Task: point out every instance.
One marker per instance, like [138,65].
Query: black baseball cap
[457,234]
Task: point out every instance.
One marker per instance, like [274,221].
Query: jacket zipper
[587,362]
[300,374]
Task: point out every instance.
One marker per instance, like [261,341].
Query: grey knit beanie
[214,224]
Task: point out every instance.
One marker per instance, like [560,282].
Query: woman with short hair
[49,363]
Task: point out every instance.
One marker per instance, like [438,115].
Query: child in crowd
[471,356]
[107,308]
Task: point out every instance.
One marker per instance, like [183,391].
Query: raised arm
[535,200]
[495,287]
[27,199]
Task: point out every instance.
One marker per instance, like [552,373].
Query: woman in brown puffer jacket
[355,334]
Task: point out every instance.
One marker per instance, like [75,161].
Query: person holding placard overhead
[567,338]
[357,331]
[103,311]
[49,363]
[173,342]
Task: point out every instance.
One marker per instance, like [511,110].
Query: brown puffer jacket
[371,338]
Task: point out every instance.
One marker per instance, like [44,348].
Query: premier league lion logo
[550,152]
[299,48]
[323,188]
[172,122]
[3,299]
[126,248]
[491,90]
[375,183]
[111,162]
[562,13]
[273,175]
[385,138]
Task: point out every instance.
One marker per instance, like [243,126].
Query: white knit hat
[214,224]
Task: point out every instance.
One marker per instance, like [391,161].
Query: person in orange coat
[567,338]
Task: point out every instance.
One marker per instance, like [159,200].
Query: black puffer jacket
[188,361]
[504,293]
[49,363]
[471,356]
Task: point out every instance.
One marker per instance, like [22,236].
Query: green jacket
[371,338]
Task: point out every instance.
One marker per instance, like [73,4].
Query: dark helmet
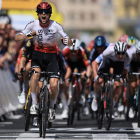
[100,41]
[44,6]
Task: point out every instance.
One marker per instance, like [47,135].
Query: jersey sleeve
[62,60]
[91,55]
[28,28]
[65,51]
[107,52]
[26,48]
[61,30]
[84,58]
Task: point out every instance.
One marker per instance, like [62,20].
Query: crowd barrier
[8,91]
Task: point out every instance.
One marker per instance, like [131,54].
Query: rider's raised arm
[66,40]
[128,57]
[25,33]
[106,53]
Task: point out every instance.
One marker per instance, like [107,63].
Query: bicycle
[44,104]
[74,98]
[28,103]
[138,97]
[105,102]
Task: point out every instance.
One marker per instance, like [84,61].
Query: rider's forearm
[69,42]
[22,63]
[16,68]
[20,37]
[88,73]
[68,73]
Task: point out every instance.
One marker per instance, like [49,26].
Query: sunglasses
[74,51]
[120,53]
[46,11]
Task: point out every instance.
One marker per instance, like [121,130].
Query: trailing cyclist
[99,46]
[44,32]
[77,60]
[113,57]
[134,56]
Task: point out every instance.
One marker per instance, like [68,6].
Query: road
[85,129]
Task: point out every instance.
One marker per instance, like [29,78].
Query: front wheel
[45,111]
[71,108]
[27,120]
[108,106]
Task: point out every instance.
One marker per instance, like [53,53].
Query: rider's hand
[88,80]
[31,33]
[96,79]
[65,40]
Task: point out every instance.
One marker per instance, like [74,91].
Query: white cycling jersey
[132,54]
[46,40]
[109,52]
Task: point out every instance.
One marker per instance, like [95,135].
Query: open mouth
[43,18]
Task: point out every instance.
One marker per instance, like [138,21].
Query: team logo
[28,43]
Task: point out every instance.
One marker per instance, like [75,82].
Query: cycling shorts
[78,64]
[105,66]
[39,59]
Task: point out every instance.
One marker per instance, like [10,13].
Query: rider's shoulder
[111,44]
[66,48]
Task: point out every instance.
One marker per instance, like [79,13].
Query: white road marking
[59,122]
[34,136]
[8,136]
[15,116]
[58,117]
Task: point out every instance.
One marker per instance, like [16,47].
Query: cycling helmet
[44,6]
[138,47]
[120,47]
[123,38]
[83,45]
[99,41]
[76,45]
[131,41]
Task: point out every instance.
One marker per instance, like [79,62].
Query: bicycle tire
[71,108]
[128,104]
[40,125]
[45,111]
[27,120]
[78,106]
[139,106]
[109,106]
[100,110]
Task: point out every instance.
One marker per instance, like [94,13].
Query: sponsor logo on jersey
[28,43]
[40,38]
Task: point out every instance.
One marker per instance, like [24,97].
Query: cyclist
[76,58]
[25,62]
[17,71]
[123,38]
[44,32]
[130,41]
[134,55]
[99,46]
[114,56]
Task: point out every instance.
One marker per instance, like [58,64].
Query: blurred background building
[83,19]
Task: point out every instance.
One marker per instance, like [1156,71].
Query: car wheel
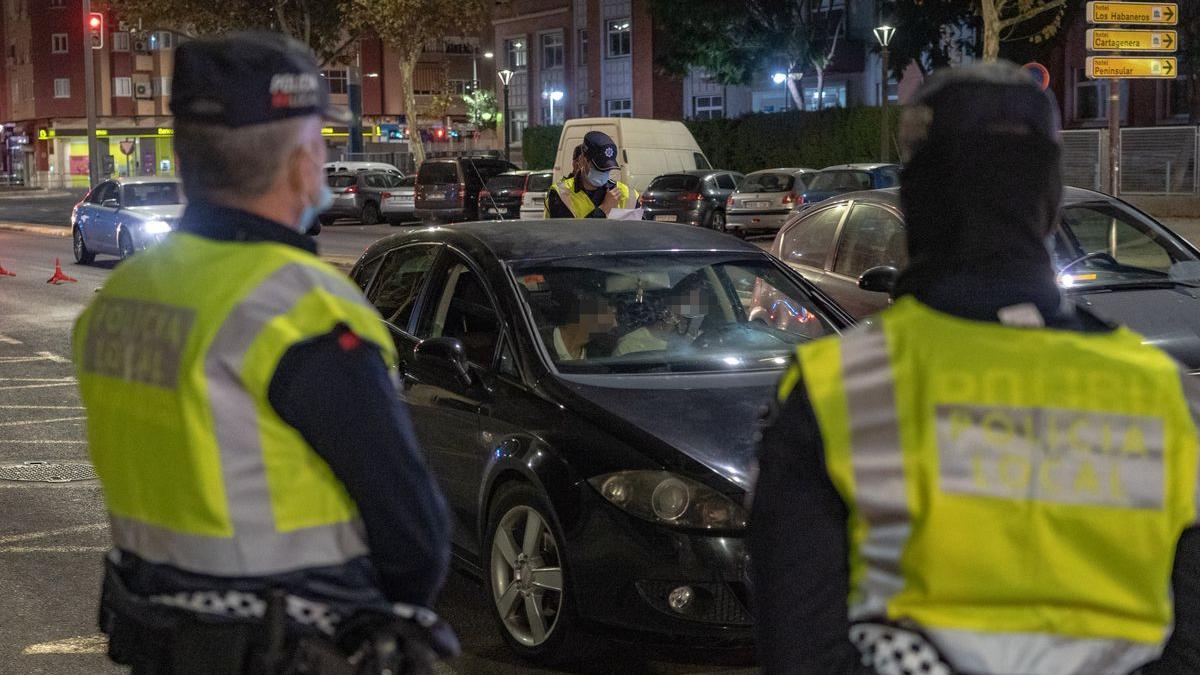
[83,255]
[527,577]
[370,214]
[125,243]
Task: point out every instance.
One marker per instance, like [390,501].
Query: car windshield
[767,183]
[540,181]
[1103,243]
[505,181]
[675,183]
[840,180]
[153,195]
[667,312]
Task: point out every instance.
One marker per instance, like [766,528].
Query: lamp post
[505,78]
[883,35]
[552,96]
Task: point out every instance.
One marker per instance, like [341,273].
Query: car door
[461,306]
[873,236]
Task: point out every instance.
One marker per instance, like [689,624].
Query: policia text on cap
[267,496]
[985,479]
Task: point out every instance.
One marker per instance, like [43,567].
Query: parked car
[1114,260]
[696,197]
[501,197]
[448,189]
[125,215]
[591,489]
[366,196]
[647,148]
[765,198]
[340,167]
[847,178]
[533,204]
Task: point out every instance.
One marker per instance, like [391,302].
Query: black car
[695,197]
[1111,258]
[448,189]
[595,471]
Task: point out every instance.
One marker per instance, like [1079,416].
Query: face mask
[597,177]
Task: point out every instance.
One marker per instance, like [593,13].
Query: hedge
[795,138]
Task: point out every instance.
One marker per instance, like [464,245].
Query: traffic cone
[59,278]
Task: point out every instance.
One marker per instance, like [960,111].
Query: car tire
[521,573]
[125,244]
[370,214]
[83,255]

## Exercise
Make an exact copy of the listing above. Do not include the pictures.

## Task response
Task: point out every instance.
One marker per instance, like [138,65].
Query: black baseball cap
[457,234]
Task: point out every instance.
One marker per instance, like [274,221].
Query: jacket zipper
[587,362]
[300,374]
Task: point out every instance.
One marker per instance, like [261,341].
Query: grey knit beanie
[214,224]
Task: point out every instance.
One marker per instance, like [560,282].
Query: woman with short hair
[49,363]
Task: point out every instance.
One marker per instance, like [438,115].
Query: child in crowd
[471,356]
[107,308]
Task: point out every instance.
One marker per instance, like [183,391].
Query: raised arm
[535,200]
[495,287]
[27,199]
Task: point out every instance.
One marker per instance, like [552,373].
Query: woman in brown puffer jacket
[355,334]
Task: point out every instance.
One marker per instance, like [75,161].
Query: person holding placard overhead
[567,338]
[357,331]
[103,311]
[49,363]
[173,342]
Task: point out every instance.
One marker per instance, like [511,110].
Query: brown puffer jacket
[371,338]
Task: point out every instance.
One marker per instance, like [44,348].
Query: premier league lion logo
[550,152]
[299,48]
[323,188]
[172,122]
[3,299]
[126,248]
[491,90]
[375,183]
[111,162]
[562,13]
[273,175]
[385,138]
Task: point out every instance.
One marker per instance, like [243,126].
Query: white knit hat
[214,224]
Task: point out every instance.
One marker per instance, like [391,161].
Query: person in orange coat
[567,338]
Task: point out every instance.
One marker per instance, like [159,200].
Query: black puffer jacket
[188,361]
[504,293]
[49,363]
[471,356]
Task: point out every instance.
One marker per instance, like [22,236].
Query: green jacket
[371,338]
Task: point out every instance.
One marker per instance, like [73,4].
Query: dark helmet
[100,41]
[44,6]
Task: point out every instance.
One marker per instance, like [47,135].
Query: jersey sleeve
[62,60]
[91,55]
[28,28]
[65,51]
[107,52]
[26,48]
[61,30]
[84,58]
Task: point out every instance.
One marker per instance, like [62,20].
Query: crowd barrier
[8,91]
Task: point out every instance.
One marker per instance, like [131,54].
Query: rider's raised arm
[66,40]
[128,57]
[25,33]
[106,53]
Task: point out every instance.
One marker per instance, like [107,63].
Query: bicycle
[44,104]
[74,98]
[28,103]
[138,97]
[105,102]
Task: point out every instance.
One marker per instance, like [84,61].
Query: rider's forearm
[69,42]
[22,63]
[16,68]
[20,37]
[88,73]
[68,73]
Task: point out every instance.
One marker per instance, like [49,26].
Query: sunglasses
[74,51]
[120,53]
[46,11]
Task: point out every instance.
One marker per instance, like [121,130].
Query: trailing cyclist
[99,46]
[44,32]
[77,60]
[113,57]
[134,56]
Task: point out every instance.
One marker per instance, like [68,6].
Query: road
[85,129]
Task: point out every instance.
One marker per instance, like [29,78].
Query: front wheel
[45,111]
[71,108]
[27,120]
[108,106]
Task: point out every instance.
One marker per instance, like [53,53].
Query: rider's hand
[88,80]
[31,33]
[96,79]
[65,40]
Task: point out every instance.
One marker per instance, like [74,91].
Query: white cycling jersey
[132,54]
[46,40]
[109,52]
Task: point out every instance.
One marker per instance, like [95,135].
Query: open mouth
[43,18]
Task: point out every instance.
One marker per instance, like [138,21].
Query: team logo
[28,43]
Task: point out every instance.
One marker per instance, like [75,82].
Query: cycling shorts
[78,64]
[105,66]
[39,59]
Task: point out every instance.
One marker per instance, like [10,13].
Query: rider's shoulder
[111,44]
[66,48]
Task: point out every instance.
One marker per instance, like [79,13].
Query: white road marking
[59,122]
[34,136]
[8,136]
[15,116]
[58,117]
Task: point out every instance.
One marker per instance, like [16,47].
Query: cycling helmet
[44,6]
[138,47]
[120,47]
[123,38]
[83,45]
[99,41]
[76,45]
[131,41]
Task: point out every instance.
One marker per instance, like [79,62].
Query: bicycle tire
[71,108]
[128,104]
[40,125]
[45,111]
[27,120]
[78,106]
[139,106]
[109,106]
[100,110]
Task: point out every instance.
One marker per instance, like [94,13].
Query: sponsor logo on jersey
[28,43]
[40,38]
Task: point out every instance.
One marker per instance, like [24,97].
Query: cyclist
[76,58]
[25,62]
[17,71]
[123,38]
[44,32]
[130,41]
[134,55]
[99,46]
[114,56]
Task: point out every instance.
One marker per instance, like [58,64].
Query: blurred background building
[83,19]
Task: point out every instance.
One marker per instance, like [1156,71].
Query: car wheel
[83,255]
[527,577]
[370,214]
[125,243]
Task: point out every instance.
One marker per instance, like [390,501].
Query: car windshield
[767,183]
[540,181]
[1103,243]
[505,181]
[675,183]
[840,180]
[153,195]
[667,312]
Task: point out every instance.
One marker per instance, like [766,528].
Query: lamp post
[505,78]
[883,35]
[552,96]
Task: point out every instance.
One marker per instance, like [341,273].
Query: car door
[461,306]
[873,236]
Task: point out every instance.
One marker per instance, like [689,624].
Query: policia text on cap
[267,496]
[985,479]
Task: point out every instance.
One marker per instance, like [43,567].
Query: parked car
[1114,260]
[696,197]
[501,197]
[448,189]
[125,215]
[591,489]
[366,196]
[647,148]
[765,198]
[340,167]
[847,178]
[533,204]
Task: point out every instance.
One marker per instance, like [391,302].
Query: black car
[695,197]
[1111,258]
[448,189]
[595,471]
Task: point out every instance.
One marker per instance, like [1079,416].
Query: face mask
[597,177]
Task: point out every instance.
One marker per instance, like [593,13].
Query: hedge
[795,138]
Task: point out every instance.
One marker per instance, like [464,245].
Query: traffic cone
[59,278]
Task: point out every instance.
One marker per instance, like [960,111].
Query: car tire
[521,573]
[125,244]
[370,214]
[83,255]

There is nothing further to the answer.